**Requirements:** Could you copy out every line of the records below verbatim, leaving out the pictures?

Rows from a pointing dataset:
.....

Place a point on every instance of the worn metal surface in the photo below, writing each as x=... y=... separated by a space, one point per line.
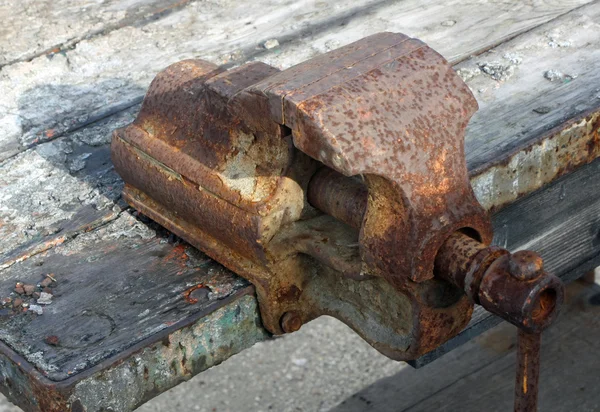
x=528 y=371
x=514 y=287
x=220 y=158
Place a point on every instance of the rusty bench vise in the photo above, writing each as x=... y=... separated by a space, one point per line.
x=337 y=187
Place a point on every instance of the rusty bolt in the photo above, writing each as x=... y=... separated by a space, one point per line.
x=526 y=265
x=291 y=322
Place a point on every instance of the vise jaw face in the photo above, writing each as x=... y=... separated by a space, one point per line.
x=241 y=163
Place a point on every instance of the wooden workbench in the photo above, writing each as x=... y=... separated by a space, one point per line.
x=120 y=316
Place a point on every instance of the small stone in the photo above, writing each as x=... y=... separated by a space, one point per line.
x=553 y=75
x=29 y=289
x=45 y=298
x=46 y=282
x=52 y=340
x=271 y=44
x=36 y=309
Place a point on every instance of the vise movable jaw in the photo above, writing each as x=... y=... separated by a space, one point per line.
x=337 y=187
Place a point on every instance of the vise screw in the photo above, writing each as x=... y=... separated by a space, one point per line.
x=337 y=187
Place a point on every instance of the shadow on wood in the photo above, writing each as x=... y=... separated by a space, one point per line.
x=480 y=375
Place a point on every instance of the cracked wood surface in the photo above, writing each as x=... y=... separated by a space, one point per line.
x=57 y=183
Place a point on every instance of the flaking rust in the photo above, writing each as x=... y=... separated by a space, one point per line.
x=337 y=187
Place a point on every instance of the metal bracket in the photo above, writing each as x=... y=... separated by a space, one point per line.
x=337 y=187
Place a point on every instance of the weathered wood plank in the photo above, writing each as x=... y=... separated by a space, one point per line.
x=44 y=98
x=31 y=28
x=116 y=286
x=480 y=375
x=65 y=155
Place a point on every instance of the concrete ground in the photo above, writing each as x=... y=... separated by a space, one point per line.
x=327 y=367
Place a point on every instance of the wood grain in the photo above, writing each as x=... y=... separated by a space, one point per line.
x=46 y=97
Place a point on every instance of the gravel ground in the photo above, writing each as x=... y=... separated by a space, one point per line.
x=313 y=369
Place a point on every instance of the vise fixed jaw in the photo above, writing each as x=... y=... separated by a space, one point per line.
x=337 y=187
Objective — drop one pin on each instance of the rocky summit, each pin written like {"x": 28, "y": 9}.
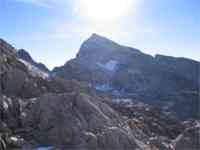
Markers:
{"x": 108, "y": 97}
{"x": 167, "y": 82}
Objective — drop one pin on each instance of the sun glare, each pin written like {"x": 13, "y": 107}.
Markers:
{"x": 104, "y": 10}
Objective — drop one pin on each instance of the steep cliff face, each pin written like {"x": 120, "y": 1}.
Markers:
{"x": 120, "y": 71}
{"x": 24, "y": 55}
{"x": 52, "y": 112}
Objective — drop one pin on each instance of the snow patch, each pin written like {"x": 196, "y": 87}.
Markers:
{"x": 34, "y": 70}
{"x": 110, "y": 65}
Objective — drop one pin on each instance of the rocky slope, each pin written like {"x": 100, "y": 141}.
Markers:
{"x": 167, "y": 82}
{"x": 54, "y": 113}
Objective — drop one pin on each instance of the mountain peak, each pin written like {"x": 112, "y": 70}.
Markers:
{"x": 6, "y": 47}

.....

**Correct result:**
Place a point on every instance of the worn metal surface in the photo below, writing each as x=... y=... separated by a space, one point per line.
x=528 y=371
x=514 y=287
x=220 y=158
Place a point on every instance of the rusty bench vise in the photo above, writing each as x=... y=... separated by a space, one point per line.
x=337 y=187
Place a point on every instance of the rusty bolt in the photo above, writing each as x=... y=... separated by a space, one point per line.
x=526 y=265
x=291 y=322
Place a point on every instance of the vise jaw face in the photo above, writing each as x=... y=... separated by a space, one point per line.
x=241 y=163
Place a point on every instance of the wooden workbench in the photo above, writing each as x=... y=... separated by a space, one point per line.
x=120 y=316
Place a point on every instance of the small stone in the photo above, writing each as x=... y=... separated by a space, one point per line.
x=553 y=75
x=29 y=289
x=45 y=298
x=46 y=282
x=52 y=340
x=271 y=44
x=36 y=309
Place a point on every instance of the vise movable jaw in the photo above, writing each as x=... y=... separated by a space, one point per line.
x=337 y=187
Place a point on every instance of the vise screw in the photo above, writing each as x=... y=... separated by a space, one point per line.
x=337 y=187
Place a point on every instance of the shadow on wood in the photo above, writing each as x=... y=... separated by a space, one point per line.
x=480 y=375
Place a point on every instance of the cracked wood surface in the photo above, writing each as x=... y=... separated by a space, one point per line.
x=57 y=183
Place a point on every instance of the flaking rust in the photo above, writing each as x=... y=... separated by a space, one point per line.
x=337 y=187
Place a point on every instance of the metal bracket in the photo above, writing each as x=... y=... separated by a space, one point per line.
x=337 y=187
Place a point on every instance of the weathered wood plank in the photo above, writing each as x=... y=... separated by a space, one point per line.
x=44 y=98
x=31 y=28
x=116 y=286
x=480 y=375
x=65 y=155
Place a point on every instance of the concrete ground in the photo above, writing each as x=... y=... separated by a space, one point per line.
x=327 y=367
Place a point on every instance of the wood grain in the photo above, writing each as x=... y=... separated by a space, one point per line.
x=46 y=97
Place a point on every instance of the gravel ground in the photo above, writing each as x=... y=... separated by a space, one point per line.
x=313 y=369
Place a point on every instance of the vise fixed jaw in the photo above, writing each as x=... y=... separated by a space, one point per line.
x=337 y=187
Objective — drop one pin on each instance of the rocky summit, each pin written like {"x": 28, "y": 9}.
Markers:
{"x": 108, "y": 97}
{"x": 167, "y": 82}
Objective — drop one pin on each instance of the sun glare, each pin written like {"x": 13, "y": 107}.
Markers:
{"x": 104, "y": 10}
Objective — drop one pin on each instance of the steep cliff face, each pin written like {"x": 120, "y": 1}.
Markers:
{"x": 120, "y": 71}
{"x": 24, "y": 55}
{"x": 52, "y": 112}
Objective — drop one pin on each instance of the snow patch, each pin written like {"x": 196, "y": 87}.
Markers:
{"x": 34, "y": 70}
{"x": 110, "y": 65}
Objective — drop one pin on each instance of the rocky slope, each pin written like {"x": 100, "y": 141}.
Markers:
{"x": 167, "y": 82}
{"x": 54, "y": 113}
Objective — drop one pin on each instance of the mountain peak, each pin written like {"x": 112, "y": 70}.
Markers:
{"x": 6, "y": 47}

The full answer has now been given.